• **Task statement**: Needed from the data below: every line from the one with "In this photo, where can the gray cardigan" up to and including the one with "In this photo, where can the long", repeated exactly and with nothing else.

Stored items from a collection
------------------------------------

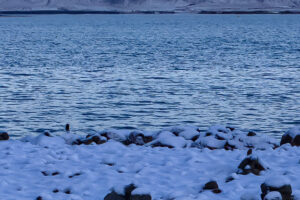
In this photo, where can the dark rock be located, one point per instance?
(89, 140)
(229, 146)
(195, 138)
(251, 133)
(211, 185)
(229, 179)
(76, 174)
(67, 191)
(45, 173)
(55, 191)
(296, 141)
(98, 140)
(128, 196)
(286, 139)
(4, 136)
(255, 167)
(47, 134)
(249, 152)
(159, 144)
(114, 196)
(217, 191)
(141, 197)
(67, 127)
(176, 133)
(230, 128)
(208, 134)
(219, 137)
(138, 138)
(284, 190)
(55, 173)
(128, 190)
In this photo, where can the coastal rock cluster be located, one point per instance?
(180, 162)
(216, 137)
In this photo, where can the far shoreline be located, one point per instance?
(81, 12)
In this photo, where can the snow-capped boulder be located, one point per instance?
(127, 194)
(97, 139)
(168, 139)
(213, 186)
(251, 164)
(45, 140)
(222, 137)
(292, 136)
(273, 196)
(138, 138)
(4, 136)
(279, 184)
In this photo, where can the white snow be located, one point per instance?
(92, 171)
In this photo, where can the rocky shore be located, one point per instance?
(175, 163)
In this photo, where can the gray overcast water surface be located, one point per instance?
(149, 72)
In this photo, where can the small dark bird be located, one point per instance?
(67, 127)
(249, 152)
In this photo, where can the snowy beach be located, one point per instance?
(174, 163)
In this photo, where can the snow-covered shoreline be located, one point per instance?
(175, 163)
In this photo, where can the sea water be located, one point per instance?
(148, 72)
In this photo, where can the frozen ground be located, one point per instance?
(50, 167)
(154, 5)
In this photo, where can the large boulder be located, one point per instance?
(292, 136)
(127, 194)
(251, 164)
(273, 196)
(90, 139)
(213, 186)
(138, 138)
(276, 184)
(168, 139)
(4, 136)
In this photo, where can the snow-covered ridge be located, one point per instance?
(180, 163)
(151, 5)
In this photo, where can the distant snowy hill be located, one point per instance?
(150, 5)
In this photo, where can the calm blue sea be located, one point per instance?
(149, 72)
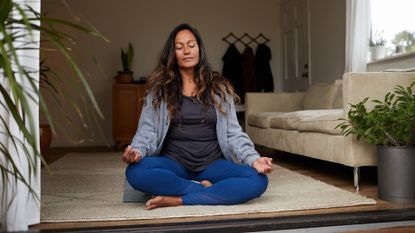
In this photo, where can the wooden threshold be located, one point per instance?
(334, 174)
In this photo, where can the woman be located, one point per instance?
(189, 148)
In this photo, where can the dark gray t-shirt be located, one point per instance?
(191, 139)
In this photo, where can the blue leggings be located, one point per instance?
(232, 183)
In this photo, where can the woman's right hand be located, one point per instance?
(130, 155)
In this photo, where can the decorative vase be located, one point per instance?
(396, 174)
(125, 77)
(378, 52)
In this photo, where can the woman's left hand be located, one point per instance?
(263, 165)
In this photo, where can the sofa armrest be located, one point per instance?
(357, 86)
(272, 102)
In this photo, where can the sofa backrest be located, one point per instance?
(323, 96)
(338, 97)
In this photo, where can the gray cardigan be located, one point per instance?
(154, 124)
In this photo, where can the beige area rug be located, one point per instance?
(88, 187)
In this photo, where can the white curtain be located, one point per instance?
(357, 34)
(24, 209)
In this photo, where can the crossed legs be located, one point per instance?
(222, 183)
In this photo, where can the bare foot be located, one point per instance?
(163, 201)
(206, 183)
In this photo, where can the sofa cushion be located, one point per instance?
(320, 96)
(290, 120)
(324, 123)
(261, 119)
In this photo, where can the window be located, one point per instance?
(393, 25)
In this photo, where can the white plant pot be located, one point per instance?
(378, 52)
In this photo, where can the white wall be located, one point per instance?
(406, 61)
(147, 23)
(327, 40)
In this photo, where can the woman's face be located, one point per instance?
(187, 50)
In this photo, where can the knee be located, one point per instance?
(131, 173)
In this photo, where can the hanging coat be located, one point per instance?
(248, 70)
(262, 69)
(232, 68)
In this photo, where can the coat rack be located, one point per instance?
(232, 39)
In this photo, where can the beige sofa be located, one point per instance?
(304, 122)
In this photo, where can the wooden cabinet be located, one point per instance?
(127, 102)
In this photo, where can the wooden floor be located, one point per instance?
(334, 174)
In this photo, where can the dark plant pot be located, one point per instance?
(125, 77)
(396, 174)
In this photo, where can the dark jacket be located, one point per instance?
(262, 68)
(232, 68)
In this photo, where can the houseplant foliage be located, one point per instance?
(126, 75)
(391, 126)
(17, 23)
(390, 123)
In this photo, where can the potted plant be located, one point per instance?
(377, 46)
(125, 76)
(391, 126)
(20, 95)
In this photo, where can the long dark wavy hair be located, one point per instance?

------------------------------------

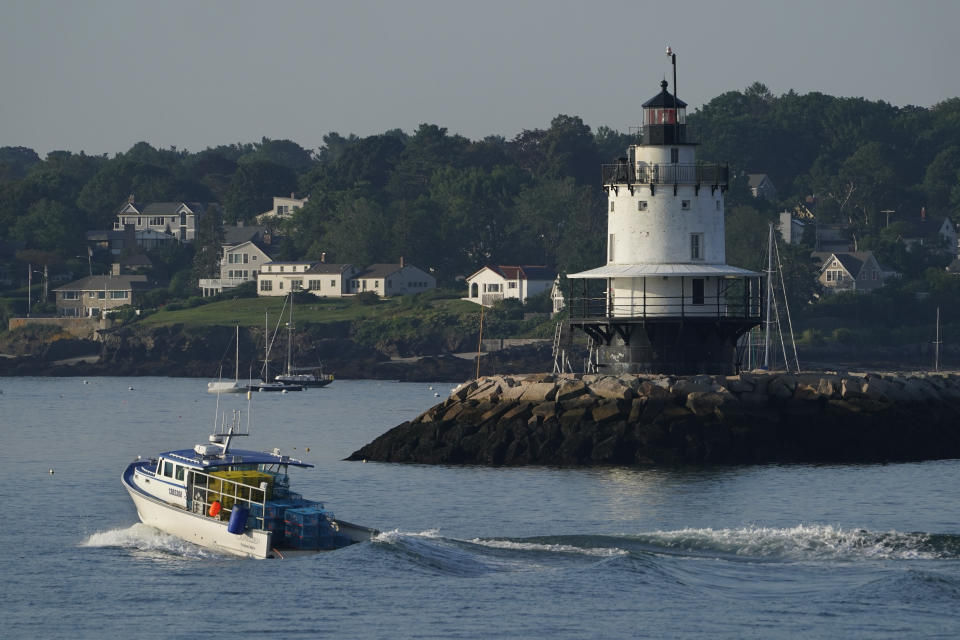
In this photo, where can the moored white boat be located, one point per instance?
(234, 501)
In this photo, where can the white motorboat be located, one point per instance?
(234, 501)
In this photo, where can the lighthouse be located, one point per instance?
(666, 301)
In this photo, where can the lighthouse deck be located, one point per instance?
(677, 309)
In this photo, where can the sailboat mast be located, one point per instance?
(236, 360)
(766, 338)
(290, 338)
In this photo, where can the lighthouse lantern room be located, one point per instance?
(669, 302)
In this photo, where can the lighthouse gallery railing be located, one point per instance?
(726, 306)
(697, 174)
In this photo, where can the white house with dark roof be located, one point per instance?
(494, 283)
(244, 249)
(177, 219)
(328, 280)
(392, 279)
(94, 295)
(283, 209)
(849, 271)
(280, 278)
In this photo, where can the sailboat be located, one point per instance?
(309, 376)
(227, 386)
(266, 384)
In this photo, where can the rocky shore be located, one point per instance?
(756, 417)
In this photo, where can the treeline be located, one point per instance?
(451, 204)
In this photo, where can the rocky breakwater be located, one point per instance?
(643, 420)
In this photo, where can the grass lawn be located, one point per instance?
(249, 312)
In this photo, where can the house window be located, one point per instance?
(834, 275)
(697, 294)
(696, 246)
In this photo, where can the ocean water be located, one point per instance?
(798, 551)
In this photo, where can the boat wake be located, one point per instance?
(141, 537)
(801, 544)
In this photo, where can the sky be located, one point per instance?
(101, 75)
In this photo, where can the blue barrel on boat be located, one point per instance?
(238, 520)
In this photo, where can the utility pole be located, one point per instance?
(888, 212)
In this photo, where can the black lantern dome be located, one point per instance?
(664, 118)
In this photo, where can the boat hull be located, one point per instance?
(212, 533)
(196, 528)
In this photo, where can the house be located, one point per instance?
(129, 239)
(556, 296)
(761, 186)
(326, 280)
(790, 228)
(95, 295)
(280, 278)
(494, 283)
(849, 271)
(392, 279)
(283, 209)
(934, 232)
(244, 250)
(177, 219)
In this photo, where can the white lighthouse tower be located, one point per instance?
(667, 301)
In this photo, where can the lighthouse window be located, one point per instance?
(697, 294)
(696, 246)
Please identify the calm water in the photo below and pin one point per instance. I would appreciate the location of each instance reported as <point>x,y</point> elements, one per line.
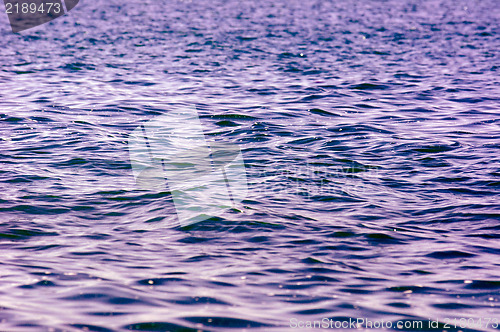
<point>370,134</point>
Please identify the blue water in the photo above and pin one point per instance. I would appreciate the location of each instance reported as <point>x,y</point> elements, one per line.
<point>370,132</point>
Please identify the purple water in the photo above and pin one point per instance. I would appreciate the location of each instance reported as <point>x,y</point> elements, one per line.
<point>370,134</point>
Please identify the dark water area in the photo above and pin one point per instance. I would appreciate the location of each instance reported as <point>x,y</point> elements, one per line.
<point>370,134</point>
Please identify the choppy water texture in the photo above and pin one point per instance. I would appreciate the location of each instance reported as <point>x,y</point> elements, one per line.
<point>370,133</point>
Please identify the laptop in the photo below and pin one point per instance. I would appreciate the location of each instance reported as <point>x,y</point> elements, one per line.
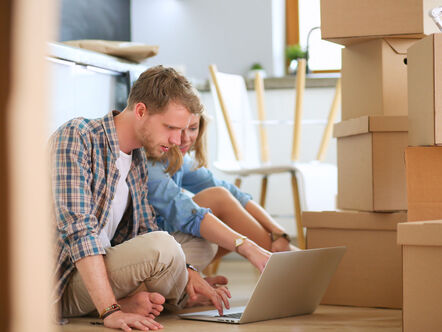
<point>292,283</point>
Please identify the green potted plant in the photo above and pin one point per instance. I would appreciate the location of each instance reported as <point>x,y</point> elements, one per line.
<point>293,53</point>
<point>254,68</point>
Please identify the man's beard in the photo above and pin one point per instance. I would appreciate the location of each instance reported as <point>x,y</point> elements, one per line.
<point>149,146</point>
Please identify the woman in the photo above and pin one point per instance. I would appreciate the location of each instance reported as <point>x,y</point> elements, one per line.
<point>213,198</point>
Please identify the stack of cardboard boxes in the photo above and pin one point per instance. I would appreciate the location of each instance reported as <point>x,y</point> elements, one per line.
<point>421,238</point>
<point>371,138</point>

------------------------------------

• **Task result**:
In this photo, where can the gray cardigan be located, one point per instance?
(154, 124)
In this photo, where can the beige area rug be located, one point per instance?
(88, 187)
In this photo, where can the white curtain be located, one point per instance?
(357, 34)
(24, 209)
In this photo, where can the crossed legs be located, one point per instance?
(222, 183)
In this photo, where can the bare foot be located, one point per instance?
(163, 201)
(206, 183)
In this photo, where can the sofa cushion be located, one point per instance?
(320, 96)
(290, 120)
(324, 123)
(261, 119)
In this photo, where can the window be located, one point per instance?
(393, 25)
In this photo, where can the white plant pot be located, one point per instance?
(378, 52)
In this photo, where can the white wall be located, one point per instance?
(406, 61)
(147, 23)
(327, 40)
In this photo, where can the woman's face be located, one point per instance?
(187, 50)
In this photo, where can the knee be located, one point per instance?
(131, 173)
In this photo, where can the hanging coat be located, one point per instance?
(248, 70)
(262, 69)
(232, 68)
In this photo, where can the coat rack be located, one point per instance?
(232, 39)
In this photo, where can the beige sofa be located, one point per instance?
(304, 122)
In this photo, where can the wooden cabinet be located, one point per instance?
(127, 102)
In this photo, where can the wooden floor be located, one point per instance?
(334, 174)
In this photo, where can the dark plant pot be located, one point per instance?
(125, 77)
(396, 174)
In this photo, where can the dark jacket be located, one point per instance?
(262, 68)
(232, 68)
In this photo, where can the houseplant foliage be located, one point per instance?
(126, 75)
(391, 126)
(17, 23)
(390, 123)
In this photo, where can the potted plant be located, one point per instance?
(377, 46)
(125, 76)
(391, 126)
(20, 95)
In this photo, where can the long dark wavy hair be located, one point per instance?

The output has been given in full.